* Begin The records *

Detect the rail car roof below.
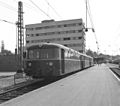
[28,43,92,58]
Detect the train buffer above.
[0,64,120,106]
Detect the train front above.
[25,45,60,78]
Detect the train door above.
[61,49,65,73]
[80,55,85,69]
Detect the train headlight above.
[49,62,53,66]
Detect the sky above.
[0,0,120,55]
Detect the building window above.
[36,33,39,36]
[63,37,70,40]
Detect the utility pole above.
[16,1,24,71]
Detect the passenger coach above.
[25,43,93,78]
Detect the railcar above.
[25,43,93,78]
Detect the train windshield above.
[28,48,59,59]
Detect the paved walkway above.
[0,64,120,106]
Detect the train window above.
[28,48,59,59]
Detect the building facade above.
[25,19,85,53]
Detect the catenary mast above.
[16,1,24,70]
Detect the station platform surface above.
[0,64,120,106]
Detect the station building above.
[25,19,85,53]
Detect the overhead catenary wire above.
[0,1,17,12]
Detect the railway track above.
[0,79,55,104]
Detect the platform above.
[0,64,120,106]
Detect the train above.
[24,43,93,78]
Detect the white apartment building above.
[25,19,85,52]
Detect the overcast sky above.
[0,0,120,55]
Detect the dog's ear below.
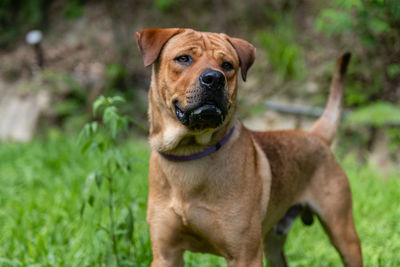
[228,37,256,81]
[136,28,183,67]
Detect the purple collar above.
[158,126,235,161]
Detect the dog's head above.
[136,28,255,152]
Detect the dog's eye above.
[221,61,233,71]
[174,55,192,66]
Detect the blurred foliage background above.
[0,0,400,266]
[0,0,400,164]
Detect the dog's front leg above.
[151,245,183,267]
[227,242,263,267]
[149,208,184,267]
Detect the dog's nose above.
[199,70,225,89]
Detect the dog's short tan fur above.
[137,29,362,267]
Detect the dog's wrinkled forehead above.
[162,29,239,63]
[136,28,256,81]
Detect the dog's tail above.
[310,52,351,145]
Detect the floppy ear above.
[228,37,256,81]
[136,28,183,67]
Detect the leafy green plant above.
[79,96,134,266]
[259,16,306,80]
[346,102,400,128]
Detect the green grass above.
[0,135,400,267]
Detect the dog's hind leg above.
[314,167,363,267]
[264,229,287,267]
[264,205,303,267]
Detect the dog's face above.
[137,29,255,151]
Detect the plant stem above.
[107,173,119,266]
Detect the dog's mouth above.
[174,101,226,130]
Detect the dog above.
[136,28,363,267]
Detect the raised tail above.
[310,52,351,145]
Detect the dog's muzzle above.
[174,70,228,130]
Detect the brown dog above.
[136,29,362,267]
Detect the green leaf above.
[93,95,107,116]
[94,172,104,189]
[316,8,354,35]
[346,102,400,127]
[387,64,400,78]
[125,206,135,244]
[369,18,390,34]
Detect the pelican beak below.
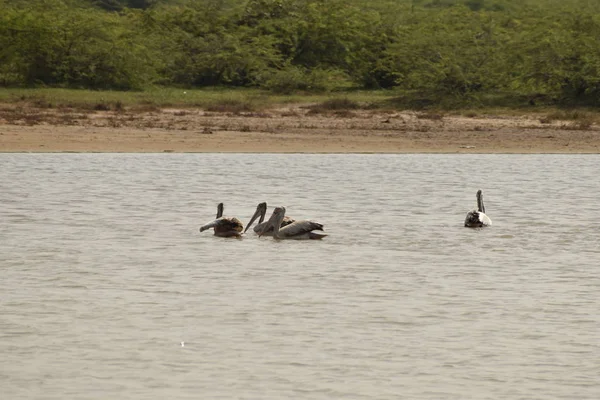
[244,208,262,233]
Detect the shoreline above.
[0,105,600,154]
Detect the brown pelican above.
[244,202,294,236]
[258,207,327,239]
[465,190,492,228]
[200,203,244,237]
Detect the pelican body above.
[200,203,244,237]
[465,190,492,228]
[259,207,327,240]
[244,202,294,236]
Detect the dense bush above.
[0,0,600,105]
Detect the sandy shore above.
[0,104,600,153]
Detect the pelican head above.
[477,189,485,214]
[258,204,285,237]
[465,189,492,228]
[244,202,267,233]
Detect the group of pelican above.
[200,190,492,240]
[200,202,327,240]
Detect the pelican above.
[244,202,294,236]
[258,207,327,240]
[465,190,492,228]
[200,203,244,237]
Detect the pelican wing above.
[251,215,296,236]
[279,221,323,238]
[465,210,492,228]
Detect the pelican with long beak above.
[200,203,244,237]
[244,202,294,236]
[465,190,492,228]
[258,207,327,240]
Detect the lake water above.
[0,154,600,400]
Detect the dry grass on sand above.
[0,103,600,153]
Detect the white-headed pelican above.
[465,190,492,228]
[200,203,244,237]
[244,202,294,236]
[259,207,327,239]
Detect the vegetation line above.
[0,0,600,109]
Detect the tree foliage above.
[0,0,600,105]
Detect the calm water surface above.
[0,154,600,400]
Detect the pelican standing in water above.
[258,207,327,240]
[200,203,244,237]
[244,202,294,236]
[465,190,492,228]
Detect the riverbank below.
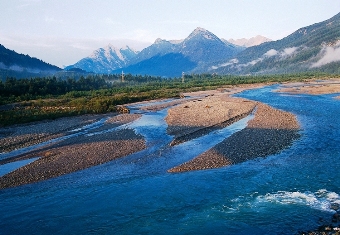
[168,103,300,173]
[165,95,256,145]
[0,114,146,189]
[276,78,340,98]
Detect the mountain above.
[209,13,340,74]
[224,35,272,47]
[0,44,61,80]
[115,53,197,77]
[65,44,138,73]
[114,27,244,77]
[69,28,244,77]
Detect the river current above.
[0,85,340,234]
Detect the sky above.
[0,0,340,68]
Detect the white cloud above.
[281,47,298,56]
[263,47,298,57]
[263,49,279,57]
[311,41,340,68]
[211,59,238,69]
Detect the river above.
[0,85,340,234]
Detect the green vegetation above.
[0,73,335,126]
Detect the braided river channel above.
[0,85,340,234]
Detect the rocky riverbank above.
[277,79,340,95]
[0,113,114,153]
[0,114,146,189]
[169,103,300,172]
[165,95,256,145]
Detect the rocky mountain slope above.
[116,28,244,77]
[65,45,138,74]
[226,35,272,47]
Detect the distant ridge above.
[0,44,62,80]
[227,35,272,47]
[65,44,138,74]
[66,27,244,77]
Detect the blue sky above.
[0,0,340,67]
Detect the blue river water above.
[0,85,340,234]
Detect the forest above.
[0,72,340,126]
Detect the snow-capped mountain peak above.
[186,27,220,41]
[69,44,138,73]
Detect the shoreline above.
[168,103,300,173]
[0,114,146,189]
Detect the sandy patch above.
[277,79,340,95]
[169,103,300,172]
[165,95,256,145]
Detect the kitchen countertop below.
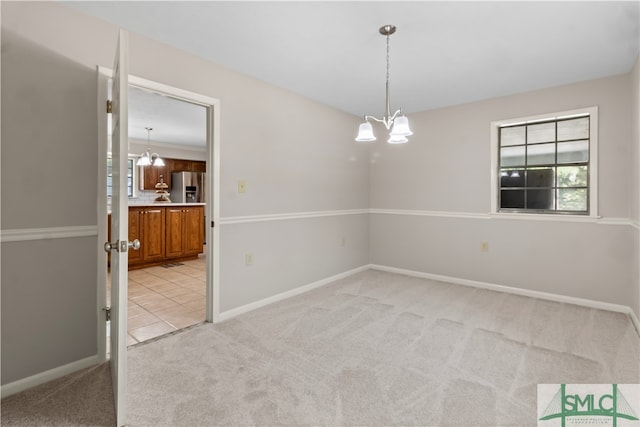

* End The records *

▸ **Short exercise**:
From the line containing "Detect the vegetation line above." through the end of the entries, quote each line exactly and nothing else, excluding all pictures.

▸ **Final result**:
Detect the vegetation line above.
[0,0,600,109]
Detect the tree foliage above.
[0,0,600,105]
Detect the calm water surface above.
[0,154,600,400]
Detect the pelican standing in water above.
[258,207,327,240]
[200,203,244,237]
[244,202,294,236]
[465,190,492,228]
Detect the riverbank below.
[168,103,300,173]
[165,95,256,145]
[0,114,146,189]
[276,78,340,98]
Detect the mountain above.
[209,13,340,74]
[224,35,272,47]
[0,44,61,80]
[115,53,197,77]
[65,44,138,73]
[114,27,244,77]
[69,28,244,77]
Detect the river current above.
[0,85,340,234]
Detect the sky above.
[0,0,340,68]
Detect the white cloud above.
[281,47,298,56]
[263,47,298,57]
[263,49,279,57]
[311,41,340,68]
[211,59,238,69]
Detect the river above.
[0,85,340,234]
Detect the green vegetation above.
[0,73,335,126]
Detect the braided river channel above.
[0,85,340,234]
Detect the rocky riverbank above.
[277,79,340,95]
[0,113,114,153]
[0,114,146,189]
[169,103,300,172]
[165,95,256,145]
Detect the rocky mountain slope above.
[116,28,244,77]
[65,45,138,74]
[226,35,272,47]
Detect the distant ridge above.
[0,44,62,80]
[227,35,272,47]
[65,44,138,74]
[66,27,244,77]
Detect the blue sky above.
[0,0,340,67]
Detect the blue river water above.
[0,85,340,234]
Detect the forest above.
[0,72,340,126]
Detect the snow-capped mountain peak above.
[186,27,220,41]
[69,44,138,73]
Detect the shoreline above.
[168,103,300,173]
[0,114,146,189]
Detect the sandy patch above.
[277,79,340,95]
[169,103,300,172]
[165,95,256,145]
Detect the kitchen countertop below.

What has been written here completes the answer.